**Written task:** Quote the records word for word, from their first line through the line containing "x=876, y=602". Leave out the pictures.

**Information provided:**
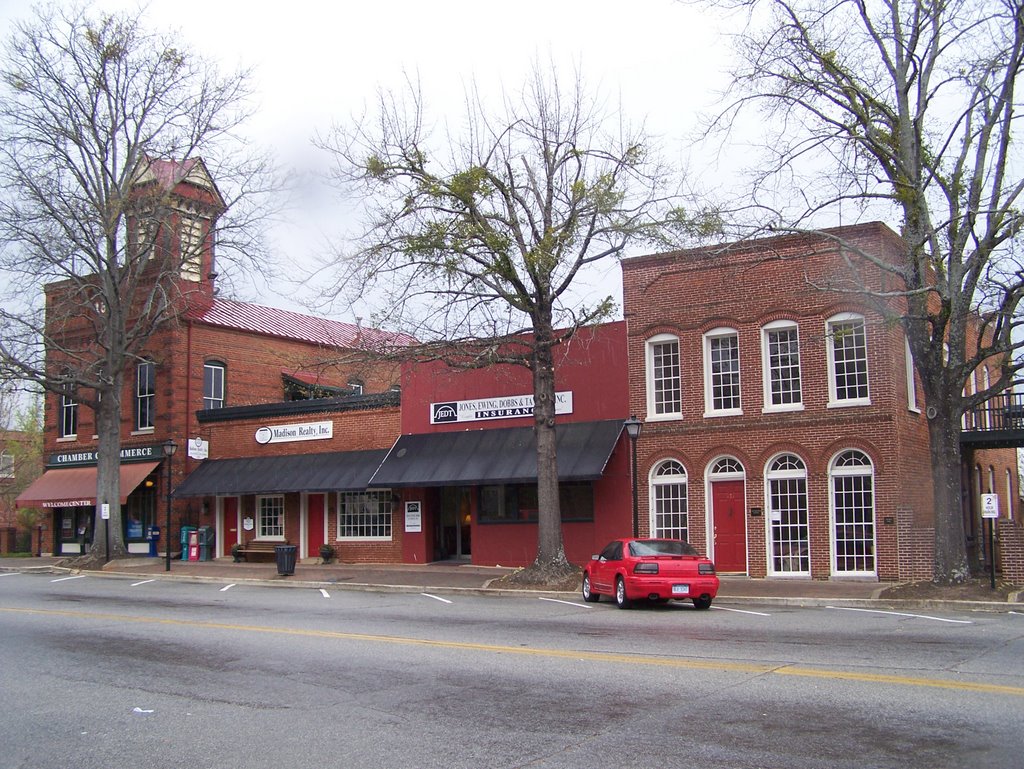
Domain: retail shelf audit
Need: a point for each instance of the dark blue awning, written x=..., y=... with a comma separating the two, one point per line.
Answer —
x=335, y=471
x=505, y=456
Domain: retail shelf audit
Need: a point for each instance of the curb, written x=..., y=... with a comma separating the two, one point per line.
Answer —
x=876, y=602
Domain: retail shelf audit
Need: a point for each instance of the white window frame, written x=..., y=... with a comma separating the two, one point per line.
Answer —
x=830, y=324
x=190, y=246
x=911, y=384
x=652, y=415
x=772, y=477
x=382, y=499
x=213, y=397
x=664, y=480
x=837, y=472
x=262, y=527
x=766, y=368
x=68, y=418
x=709, y=339
x=150, y=398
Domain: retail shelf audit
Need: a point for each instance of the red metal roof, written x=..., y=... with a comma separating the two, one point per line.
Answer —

**Finished exercise:**
Domain: retail shelf audit
Need: a point for each instance of the dark blue awning, written x=..., y=... with a comma separating the two, one point per line.
Answer —
x=335, y=471
x=505, y=456
Domain: retail shelf audit
Need: a point for each instance of the curb, written x=..., y=... with a comma separating the two, one point per line.
Answer —
x=876, y=602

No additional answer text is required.